[Instructions to follow]:
Answer these questions from the mailing-list post on call center software:
(a) What is the average ping time to the two locations?
(b) In a WAN failure, what are inbound calls probably mapped to?
(c) What does the post say to build for each IPCC Express instance?

[cisco-voip] Call Center Software

Jonathan Charles jonvoip at gmail.com
Mon Dec 11 13:33:32 EST 2006


The problem you will run into (in the case of a WAN failure) is that inbound
calls are probably mapped to a PRI in ONE location, so calls will still hit
the main site. Now, in the case of a server failure at the main site, you
should still be up.

With 4ms of latency, you could easily drag layer-2 up and bridge it across
the WAN (via DLSw) and replicate a single subnet in more than one location).

You can have as many IPCC Express instances as you want. Just build
different CTI port groups for each and have a different CTI Route Point for
each application (which the specific IPCC server will register to the CCM
cluster).



Jonathan

On 12/11/06, Ortiz, Carlos <CORTIZ at broward.org> wrote:
>
>  The avg ping time to these 2 locations is about 4 ms so the good news is
> the circuit doesn't blow!  ;)

[Record set]:
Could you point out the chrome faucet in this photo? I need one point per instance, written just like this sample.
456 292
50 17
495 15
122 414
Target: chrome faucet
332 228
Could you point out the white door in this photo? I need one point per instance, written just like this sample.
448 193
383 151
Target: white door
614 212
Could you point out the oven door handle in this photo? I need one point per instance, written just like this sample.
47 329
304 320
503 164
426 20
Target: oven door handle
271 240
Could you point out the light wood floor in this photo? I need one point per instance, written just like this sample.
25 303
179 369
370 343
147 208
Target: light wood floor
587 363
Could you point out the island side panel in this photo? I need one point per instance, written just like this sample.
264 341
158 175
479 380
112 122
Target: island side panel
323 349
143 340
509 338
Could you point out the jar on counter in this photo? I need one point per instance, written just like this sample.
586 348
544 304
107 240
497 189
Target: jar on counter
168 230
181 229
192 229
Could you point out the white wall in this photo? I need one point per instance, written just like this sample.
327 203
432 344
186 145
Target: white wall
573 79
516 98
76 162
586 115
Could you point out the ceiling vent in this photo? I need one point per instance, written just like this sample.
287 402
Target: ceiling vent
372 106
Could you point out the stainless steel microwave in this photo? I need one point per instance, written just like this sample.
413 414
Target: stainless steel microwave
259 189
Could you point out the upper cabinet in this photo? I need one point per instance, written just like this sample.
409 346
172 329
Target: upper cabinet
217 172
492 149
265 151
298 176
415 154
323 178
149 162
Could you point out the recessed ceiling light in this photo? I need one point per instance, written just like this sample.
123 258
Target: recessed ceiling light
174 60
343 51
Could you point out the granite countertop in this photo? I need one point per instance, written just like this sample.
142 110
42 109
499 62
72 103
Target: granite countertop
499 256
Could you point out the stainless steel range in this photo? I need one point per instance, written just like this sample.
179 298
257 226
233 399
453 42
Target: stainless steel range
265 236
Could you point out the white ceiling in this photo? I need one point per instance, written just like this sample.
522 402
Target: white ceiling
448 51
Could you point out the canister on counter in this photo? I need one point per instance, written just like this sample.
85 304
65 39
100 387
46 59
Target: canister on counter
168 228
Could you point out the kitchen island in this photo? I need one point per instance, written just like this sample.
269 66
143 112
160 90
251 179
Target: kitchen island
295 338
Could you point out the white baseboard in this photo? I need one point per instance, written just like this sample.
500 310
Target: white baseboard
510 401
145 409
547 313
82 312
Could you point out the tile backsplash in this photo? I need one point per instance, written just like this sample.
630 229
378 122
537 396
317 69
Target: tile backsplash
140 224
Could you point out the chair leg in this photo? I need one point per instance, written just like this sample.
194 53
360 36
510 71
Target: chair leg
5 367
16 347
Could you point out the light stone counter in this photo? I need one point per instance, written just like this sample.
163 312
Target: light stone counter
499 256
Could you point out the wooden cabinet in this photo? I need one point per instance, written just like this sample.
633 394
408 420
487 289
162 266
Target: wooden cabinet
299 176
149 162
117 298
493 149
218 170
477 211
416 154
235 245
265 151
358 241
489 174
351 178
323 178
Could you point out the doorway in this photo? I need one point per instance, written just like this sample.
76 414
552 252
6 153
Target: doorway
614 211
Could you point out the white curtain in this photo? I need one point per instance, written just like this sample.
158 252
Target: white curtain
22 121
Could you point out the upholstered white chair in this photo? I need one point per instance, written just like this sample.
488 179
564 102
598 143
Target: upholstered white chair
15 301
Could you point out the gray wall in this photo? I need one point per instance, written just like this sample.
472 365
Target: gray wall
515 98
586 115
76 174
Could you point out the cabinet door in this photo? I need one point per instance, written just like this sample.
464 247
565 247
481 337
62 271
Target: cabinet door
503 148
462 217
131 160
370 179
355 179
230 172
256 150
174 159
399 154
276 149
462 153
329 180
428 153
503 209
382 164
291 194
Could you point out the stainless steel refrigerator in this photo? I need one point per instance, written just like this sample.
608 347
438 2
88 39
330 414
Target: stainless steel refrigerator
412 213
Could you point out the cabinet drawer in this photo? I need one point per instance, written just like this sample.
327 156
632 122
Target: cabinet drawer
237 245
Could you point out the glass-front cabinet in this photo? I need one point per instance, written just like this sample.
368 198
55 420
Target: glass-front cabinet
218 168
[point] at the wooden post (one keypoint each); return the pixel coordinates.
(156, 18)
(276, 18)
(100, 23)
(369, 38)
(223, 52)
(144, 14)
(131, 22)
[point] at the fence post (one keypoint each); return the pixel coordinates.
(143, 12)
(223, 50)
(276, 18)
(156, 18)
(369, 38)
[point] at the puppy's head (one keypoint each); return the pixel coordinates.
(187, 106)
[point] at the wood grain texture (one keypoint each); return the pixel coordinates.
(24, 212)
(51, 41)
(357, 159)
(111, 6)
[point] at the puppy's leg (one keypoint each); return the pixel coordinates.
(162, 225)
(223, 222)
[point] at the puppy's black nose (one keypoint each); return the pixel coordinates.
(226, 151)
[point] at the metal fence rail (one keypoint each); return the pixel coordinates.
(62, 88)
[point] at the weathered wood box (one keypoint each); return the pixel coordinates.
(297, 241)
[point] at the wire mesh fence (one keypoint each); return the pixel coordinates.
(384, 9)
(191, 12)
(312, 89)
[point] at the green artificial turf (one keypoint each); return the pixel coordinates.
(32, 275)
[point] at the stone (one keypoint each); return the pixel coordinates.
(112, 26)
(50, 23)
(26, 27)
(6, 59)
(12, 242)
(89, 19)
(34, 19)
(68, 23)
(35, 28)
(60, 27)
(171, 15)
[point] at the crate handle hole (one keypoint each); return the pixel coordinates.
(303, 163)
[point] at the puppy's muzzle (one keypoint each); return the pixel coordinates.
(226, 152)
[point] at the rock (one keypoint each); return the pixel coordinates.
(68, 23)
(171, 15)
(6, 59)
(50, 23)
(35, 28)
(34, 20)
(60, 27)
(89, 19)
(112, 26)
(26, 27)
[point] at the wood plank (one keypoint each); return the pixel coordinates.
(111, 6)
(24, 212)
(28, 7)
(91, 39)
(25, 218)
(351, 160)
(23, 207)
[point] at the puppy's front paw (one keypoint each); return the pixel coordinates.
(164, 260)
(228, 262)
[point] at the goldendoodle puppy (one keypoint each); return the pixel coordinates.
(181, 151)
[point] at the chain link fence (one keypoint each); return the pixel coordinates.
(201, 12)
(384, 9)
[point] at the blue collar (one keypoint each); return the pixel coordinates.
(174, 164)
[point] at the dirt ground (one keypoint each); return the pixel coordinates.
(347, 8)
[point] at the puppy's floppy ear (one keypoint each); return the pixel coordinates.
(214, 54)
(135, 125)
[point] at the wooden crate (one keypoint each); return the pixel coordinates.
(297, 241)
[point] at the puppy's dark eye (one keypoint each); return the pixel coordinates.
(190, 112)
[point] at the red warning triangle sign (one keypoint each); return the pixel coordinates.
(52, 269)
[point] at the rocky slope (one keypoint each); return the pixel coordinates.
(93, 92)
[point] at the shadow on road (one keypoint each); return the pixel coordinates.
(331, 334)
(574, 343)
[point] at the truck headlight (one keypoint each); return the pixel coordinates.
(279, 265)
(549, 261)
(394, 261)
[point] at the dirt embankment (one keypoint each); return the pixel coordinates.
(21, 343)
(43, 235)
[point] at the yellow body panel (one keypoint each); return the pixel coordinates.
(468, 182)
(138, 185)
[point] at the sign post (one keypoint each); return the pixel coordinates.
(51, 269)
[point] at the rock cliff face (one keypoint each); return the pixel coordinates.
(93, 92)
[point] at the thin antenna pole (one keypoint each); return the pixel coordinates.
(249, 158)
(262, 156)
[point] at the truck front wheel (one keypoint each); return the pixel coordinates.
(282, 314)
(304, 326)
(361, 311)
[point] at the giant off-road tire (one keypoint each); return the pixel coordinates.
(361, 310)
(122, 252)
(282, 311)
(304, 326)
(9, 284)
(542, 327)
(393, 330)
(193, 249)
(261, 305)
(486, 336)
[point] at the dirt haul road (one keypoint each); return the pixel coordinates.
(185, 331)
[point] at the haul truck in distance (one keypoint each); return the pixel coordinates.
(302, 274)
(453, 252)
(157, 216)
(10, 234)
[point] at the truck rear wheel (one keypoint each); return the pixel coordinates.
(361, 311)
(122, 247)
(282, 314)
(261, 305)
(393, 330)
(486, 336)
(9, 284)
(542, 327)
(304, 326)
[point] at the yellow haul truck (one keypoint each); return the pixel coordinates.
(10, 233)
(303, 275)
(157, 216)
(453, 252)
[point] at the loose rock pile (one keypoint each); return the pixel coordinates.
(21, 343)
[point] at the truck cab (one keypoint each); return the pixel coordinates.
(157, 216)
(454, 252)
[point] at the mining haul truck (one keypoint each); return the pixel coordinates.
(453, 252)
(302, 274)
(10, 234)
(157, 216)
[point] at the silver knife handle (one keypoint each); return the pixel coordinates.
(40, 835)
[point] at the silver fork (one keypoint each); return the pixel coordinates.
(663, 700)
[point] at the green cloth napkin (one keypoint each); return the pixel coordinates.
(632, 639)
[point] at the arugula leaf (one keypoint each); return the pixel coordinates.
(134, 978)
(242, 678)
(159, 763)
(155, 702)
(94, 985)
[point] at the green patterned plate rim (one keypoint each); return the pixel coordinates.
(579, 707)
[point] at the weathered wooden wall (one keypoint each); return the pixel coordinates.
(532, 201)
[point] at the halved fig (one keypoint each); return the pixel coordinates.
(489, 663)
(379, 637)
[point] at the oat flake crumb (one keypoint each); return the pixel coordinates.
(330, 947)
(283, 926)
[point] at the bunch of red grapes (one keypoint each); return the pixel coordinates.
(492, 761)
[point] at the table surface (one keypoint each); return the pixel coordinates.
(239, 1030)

[Solution for this task]:
(a) About 4 ms.
(b) A PRI in one location.
(c) Different CTI port groups, with a different CTI Route Point for each application.